**SUPPLIED TEXT**.

Chely admits she learned some lessons from her last few records - lessons based on songs that critics would pick as their favorites and songs that always got the biggest responses from fans. "There was always a direct, common thread in critics' reviews, and the word would be 'honest.' They'd talk about the most honest songs on the record, and they would be the ones I wrote by myself or a song I'd found and sat on for three years."

"I also learned that listeners are smarter than I ever thought," she notes. "If you can't sing it and feel it and put some juice and passion behind it every night, don't record it. Don't put it on your record just 'cause it sounds like radio will play it. But I do think this is a commercially viable record."

Throughout her career, Chely charted several songs but struggled for breakthrough success until the 1999 No. 1 "Single White Female." That song propelled her fourth album of the same title to gold status. However, singles released after "Female" failed to connect as successfully with radio. With her new album, Chely hopes to find the balance between commercial success and critical praise.

"I want to be on radio," she stresses. "I don't want to be one of these ones who says, 'Well I didn't give in and try to get on radio.' I don't want to be in my efficiency-suite apartment eating cat food, knowing that I'm the critics' darling, going, 'Well, by God, I stuck to my guns!' I want to be the CMA and ACM Female Vocalist of the Year. [Chely was named ACM Best New Female Vocalist in 1995.] These are things I dream about. I always have. I think you can maintain integrity, sing great songs and make great records, and still be on radio."

**SHORT TASK A**.
Reproduce the passage about Chely's new album and her hopes for radio play, word for word and in full.

(Entries on locating named things)
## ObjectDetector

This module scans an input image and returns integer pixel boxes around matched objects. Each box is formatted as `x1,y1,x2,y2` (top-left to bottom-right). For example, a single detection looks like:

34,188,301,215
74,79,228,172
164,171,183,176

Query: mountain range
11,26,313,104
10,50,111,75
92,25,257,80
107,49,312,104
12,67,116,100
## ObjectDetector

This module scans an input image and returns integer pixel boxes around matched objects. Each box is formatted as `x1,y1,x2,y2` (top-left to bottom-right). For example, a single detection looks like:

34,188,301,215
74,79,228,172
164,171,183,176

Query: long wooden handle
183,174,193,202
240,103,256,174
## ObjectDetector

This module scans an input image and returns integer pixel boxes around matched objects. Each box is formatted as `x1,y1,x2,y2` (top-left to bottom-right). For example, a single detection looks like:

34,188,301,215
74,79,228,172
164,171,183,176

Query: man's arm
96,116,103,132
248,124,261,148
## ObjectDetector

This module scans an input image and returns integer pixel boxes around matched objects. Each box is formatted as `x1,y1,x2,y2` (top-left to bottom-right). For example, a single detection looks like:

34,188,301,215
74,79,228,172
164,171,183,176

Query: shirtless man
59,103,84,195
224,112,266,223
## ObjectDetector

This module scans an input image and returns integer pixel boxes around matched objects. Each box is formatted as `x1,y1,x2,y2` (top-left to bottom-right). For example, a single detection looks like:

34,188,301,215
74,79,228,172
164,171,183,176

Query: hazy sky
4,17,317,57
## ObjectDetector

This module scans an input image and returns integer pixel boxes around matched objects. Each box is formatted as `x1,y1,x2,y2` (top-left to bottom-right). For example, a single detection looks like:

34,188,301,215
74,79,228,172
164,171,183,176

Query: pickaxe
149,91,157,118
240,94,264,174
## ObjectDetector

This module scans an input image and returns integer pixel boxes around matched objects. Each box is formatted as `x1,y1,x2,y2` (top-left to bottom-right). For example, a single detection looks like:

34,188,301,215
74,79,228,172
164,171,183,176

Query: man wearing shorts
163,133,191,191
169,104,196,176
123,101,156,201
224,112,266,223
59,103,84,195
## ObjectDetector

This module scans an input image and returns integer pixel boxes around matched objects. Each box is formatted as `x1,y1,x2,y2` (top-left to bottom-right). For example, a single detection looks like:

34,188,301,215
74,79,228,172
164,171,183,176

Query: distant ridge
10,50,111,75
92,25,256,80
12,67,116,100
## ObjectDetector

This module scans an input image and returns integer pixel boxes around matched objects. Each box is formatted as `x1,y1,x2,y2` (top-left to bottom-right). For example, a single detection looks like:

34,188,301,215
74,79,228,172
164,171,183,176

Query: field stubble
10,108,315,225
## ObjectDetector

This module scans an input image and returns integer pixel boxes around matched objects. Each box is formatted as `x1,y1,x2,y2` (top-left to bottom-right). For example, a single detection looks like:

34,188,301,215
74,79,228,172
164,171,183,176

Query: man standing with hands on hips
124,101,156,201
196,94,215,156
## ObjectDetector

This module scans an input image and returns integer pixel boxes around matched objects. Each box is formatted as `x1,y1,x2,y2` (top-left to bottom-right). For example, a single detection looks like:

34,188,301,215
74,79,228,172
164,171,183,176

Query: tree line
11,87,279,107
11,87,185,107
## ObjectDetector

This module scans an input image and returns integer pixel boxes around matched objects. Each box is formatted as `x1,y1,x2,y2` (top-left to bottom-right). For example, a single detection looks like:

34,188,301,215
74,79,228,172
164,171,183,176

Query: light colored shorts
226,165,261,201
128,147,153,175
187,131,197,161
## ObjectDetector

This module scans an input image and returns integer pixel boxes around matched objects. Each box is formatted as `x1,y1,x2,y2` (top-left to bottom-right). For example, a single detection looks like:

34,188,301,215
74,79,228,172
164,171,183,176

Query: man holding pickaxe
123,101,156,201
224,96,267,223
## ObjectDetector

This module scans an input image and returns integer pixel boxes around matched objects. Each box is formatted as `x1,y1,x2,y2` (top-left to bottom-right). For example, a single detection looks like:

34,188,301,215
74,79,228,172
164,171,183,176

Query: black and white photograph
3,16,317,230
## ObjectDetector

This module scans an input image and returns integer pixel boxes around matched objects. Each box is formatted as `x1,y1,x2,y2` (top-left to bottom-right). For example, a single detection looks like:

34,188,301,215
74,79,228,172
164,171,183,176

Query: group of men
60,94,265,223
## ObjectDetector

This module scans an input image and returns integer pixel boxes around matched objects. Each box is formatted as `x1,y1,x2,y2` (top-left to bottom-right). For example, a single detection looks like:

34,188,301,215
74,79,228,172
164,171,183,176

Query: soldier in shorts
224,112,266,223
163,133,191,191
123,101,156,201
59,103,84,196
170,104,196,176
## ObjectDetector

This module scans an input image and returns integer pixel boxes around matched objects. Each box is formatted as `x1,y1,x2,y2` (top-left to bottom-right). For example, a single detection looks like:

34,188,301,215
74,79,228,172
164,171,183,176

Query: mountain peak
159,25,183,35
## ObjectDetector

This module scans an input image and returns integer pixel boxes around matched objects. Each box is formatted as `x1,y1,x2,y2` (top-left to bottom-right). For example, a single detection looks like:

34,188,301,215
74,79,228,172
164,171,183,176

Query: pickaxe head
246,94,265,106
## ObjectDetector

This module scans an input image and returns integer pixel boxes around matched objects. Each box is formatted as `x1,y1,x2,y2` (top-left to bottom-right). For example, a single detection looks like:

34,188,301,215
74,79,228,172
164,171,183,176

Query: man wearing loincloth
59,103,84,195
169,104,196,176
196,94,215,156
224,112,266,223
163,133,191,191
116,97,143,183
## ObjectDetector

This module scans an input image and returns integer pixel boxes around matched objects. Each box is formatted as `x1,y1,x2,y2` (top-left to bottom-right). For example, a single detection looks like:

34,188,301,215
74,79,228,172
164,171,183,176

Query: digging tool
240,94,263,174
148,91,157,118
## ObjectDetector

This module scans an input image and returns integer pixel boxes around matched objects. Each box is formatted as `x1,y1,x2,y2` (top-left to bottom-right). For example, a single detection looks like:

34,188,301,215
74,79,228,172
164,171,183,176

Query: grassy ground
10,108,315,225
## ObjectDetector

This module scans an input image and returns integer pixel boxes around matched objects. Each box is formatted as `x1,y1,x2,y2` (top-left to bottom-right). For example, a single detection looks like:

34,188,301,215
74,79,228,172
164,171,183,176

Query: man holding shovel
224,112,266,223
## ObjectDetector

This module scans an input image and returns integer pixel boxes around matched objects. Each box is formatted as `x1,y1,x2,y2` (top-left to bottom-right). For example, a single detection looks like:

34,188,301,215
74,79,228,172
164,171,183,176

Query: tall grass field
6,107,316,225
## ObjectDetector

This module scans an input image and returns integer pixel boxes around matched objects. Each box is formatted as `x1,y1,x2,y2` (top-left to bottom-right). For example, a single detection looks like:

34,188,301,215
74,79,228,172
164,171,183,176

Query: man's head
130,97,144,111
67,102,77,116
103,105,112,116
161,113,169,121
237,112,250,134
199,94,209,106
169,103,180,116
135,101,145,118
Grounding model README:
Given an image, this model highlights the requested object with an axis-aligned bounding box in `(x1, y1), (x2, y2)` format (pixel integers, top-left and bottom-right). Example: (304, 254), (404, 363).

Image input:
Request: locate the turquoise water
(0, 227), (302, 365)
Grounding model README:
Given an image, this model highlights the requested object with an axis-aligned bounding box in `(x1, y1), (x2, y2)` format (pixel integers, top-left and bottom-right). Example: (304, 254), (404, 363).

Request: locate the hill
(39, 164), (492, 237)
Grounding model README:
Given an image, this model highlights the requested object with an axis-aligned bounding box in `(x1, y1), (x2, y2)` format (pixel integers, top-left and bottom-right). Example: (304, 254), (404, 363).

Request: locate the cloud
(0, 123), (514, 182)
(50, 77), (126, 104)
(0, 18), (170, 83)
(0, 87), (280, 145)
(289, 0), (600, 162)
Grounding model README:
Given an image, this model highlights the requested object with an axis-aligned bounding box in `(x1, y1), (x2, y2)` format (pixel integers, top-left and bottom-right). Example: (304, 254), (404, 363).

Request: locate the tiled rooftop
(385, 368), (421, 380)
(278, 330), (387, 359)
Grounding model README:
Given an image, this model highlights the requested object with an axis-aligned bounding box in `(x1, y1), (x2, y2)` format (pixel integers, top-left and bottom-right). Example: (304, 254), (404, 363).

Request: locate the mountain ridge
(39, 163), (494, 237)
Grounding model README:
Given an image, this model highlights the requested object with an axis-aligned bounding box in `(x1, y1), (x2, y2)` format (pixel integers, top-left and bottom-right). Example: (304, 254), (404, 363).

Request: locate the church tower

**SHORT TASK B**.
Report each line in the entries above that contains the string "mountain", matching case exactly.

**REPLY A**.
Chely admits she learned some lessons from her last few records - lessons based on songs that critics would pick as their favorites and songs that always got the biggest responses from fans. "There was always a direct, common thread in critics' reviews, and the word would be 'honest.' They'd talk about the most honest songs on the record, and they would be the ones I wrote by myself or a song I'd found and sat on for three years."

"I also learned that listeners are smarter than I ever thought," she notes. "If you can't sing it and feel it and put some juice and passion behind it every night, don't record it. Don't put it on your record just 'cause it sounds like radio will play it. But I do think this is a commercially viable record."

Throughout her career, Chely charted several songs but struggled for breakthrough success until the 1999 No. 1 "Single White Female." That song propelled her fourth album of the same title to gold status. However, singles released after "Female" failed to connect as successfully with radio. With her new album, Chely hopes to find the balance between commercial success and critical praise.

"I want to be on radio," she stresses. "I don't want to be one of these ones who says, 'Well I didn't give in and try to get on radio.' I don't want to be in my efficiency-suite apartment eating cat food, knowing that I'm the critics' darling, going, 'Well, by God, I stuck to my guns!' I want to be the CMA and ACM Female Vocalist of the Year. [Chely was named ACM Best New Female Vocalist in 1995.] These are things I dream about. I always have. I think you can maintain integrity, sing great songs and make great records, and still be on radio."

**REPLY B**.
Query: mountain range
Query: mountain peak
Request: locate the mountain ridge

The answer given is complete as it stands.